_Selected passage_
━━━━━━━━━━
Debate Fact-Check: Reviewing What Donald Trump and Hillary Clinton Said During the Debate
A fact check of claims made by the presidential candidates in the second debate.
The debate was a high-stakes evening for the Trump campaign, which was in turmoil following the release on Friday of a 2005 video showing the GOP presidential nominee carrying on a lewd conversation about women.
The debate, at Washington University in St. Louis, Mo., followed a town hall meeting format and half of the questions came from the audience while the others were posed from the co-moderators Martha Raddatz of ABC News and CNN's Anderson Cooper.
Fact-check No. 1: Trump said that Clinton started the "birther" movement.
Trump: "You’re the one that sent the pictures around your campaign, sent the pictures around with president Obama in a certain garb. That was long before I was ever involved. So, you actually owe an apology."
Our grade: False
Explanation: A Politico report has linked Clinton’s most ardent supporters to the circulation of an e-mail suggesting President Barack Obama was born in Kenya during the 2007-2008 primary campaign. But no evidence has ever been found connecting this claim with Clinton herself or her campaign. The Trump campaign has circulated what they define as several pieces of evidence linking the Clinton campaign to the start of the birther movement, which Trump mentioned tonight, but they don’t hold up.
Fact-check No. 2: Trump said the U.S. has an $800 billion trade deficit.
Trump: "Last year, we had an almost $800 billion trade deficit. Other words, trading with other countries. We had an $800 billion deficit. It's hard to believe. Inconceivable."
Our grade: Yes and No
Explanation: According to Census Bureau data the United States had a combined deficit in goods and services of $500 billion in 2015. Donald Trump seems to be referring only to the deficit in goods which was $763 billion in 2015. The U.S. though, exports more in services that in goods and when the two are combined, the total deficit is actually lower -- it is a little over $500 billion when both are combined.
Trump would be more accurate if he clarified his statement to say a goods trade deficit.
Fact-check No. 3: Trump said the U.S. gave Iran $150 billion in one-sided transaction.
Trump: "When I look at the Iran deal and how bad a deal it is for us. It's a one sided transaction where we're giving back $150 billion to a terrorist state really the number one terror state, we've made them a strong country from really a very weak country just three years ago. When I look at all of the things that I see in all of the potential that our country has, we have such tremendous potential. Whether it's in business and trade, where we're doing so badly."
Our grade: False
U.S. Treasury Secretary Jack Lew has said lifting certain financial sanctions only gives Iran access to $56 billion, and it’s not plausible to call it a one-sided transaction considering the changes Iran has made to its nuclear program, including an agreement to reduce its stockpile of enriched nuclear material and to cease further enrichment, effectively extending the time it would take Iran to build a bomb from a few months to one year.
━━━━━━━━━━
_Supplied data_
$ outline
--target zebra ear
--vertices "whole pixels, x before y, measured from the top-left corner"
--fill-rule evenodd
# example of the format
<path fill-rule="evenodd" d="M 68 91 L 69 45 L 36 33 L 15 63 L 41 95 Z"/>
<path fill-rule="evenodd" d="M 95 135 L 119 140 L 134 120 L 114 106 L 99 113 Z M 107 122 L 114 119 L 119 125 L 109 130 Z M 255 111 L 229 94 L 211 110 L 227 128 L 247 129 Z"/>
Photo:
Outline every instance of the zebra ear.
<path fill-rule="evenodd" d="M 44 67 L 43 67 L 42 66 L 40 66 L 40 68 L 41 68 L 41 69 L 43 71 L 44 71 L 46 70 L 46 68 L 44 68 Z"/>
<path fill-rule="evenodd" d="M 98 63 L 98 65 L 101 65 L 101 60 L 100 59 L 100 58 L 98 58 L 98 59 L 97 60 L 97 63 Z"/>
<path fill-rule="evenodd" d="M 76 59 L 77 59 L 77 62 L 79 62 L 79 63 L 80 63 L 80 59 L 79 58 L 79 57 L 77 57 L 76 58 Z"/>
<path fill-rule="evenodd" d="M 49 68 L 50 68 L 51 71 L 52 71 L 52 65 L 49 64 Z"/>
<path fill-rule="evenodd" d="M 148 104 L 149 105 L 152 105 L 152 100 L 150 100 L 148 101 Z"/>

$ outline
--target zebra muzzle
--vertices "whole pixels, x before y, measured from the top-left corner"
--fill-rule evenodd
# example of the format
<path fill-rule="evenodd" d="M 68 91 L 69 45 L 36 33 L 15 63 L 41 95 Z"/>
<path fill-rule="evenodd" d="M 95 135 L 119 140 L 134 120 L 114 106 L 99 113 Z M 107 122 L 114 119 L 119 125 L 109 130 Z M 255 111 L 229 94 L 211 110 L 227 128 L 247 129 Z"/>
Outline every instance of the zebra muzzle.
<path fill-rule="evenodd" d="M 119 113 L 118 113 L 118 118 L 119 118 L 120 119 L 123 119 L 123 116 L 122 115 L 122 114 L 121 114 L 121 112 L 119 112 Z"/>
━━━━━━━━━━
_Given instruction_
Write the next part of the fact-check of the second presidential debate, starting right after its last sentence.

_Response to this exercise_
The $150 billion figure is at the high end of estimates. The U.S. Treasury has put the figure closer to $56 billion. The chief economist at the Institute of International Finance, Garbis Iradian, also estimates the number figure at around $60 billion.
Fact-check No. 4: Trump accused Clinton of deleting e-mails after a subpoena for those documents was issued.
Trump: "There has never been anything like this, where emails, and you get a subpoena, you get a subpoena and after getting the subpoena you delete 33,000 e-mails."
Grade: Mostly True
Explanation: The timeline produced by the FBI shows the emails (those which Clinton deemed personal in nature) were deleted after the Benghazi committee subpoena, but Clinton argues that orders to do so were made earlier and mistakenly not carried out.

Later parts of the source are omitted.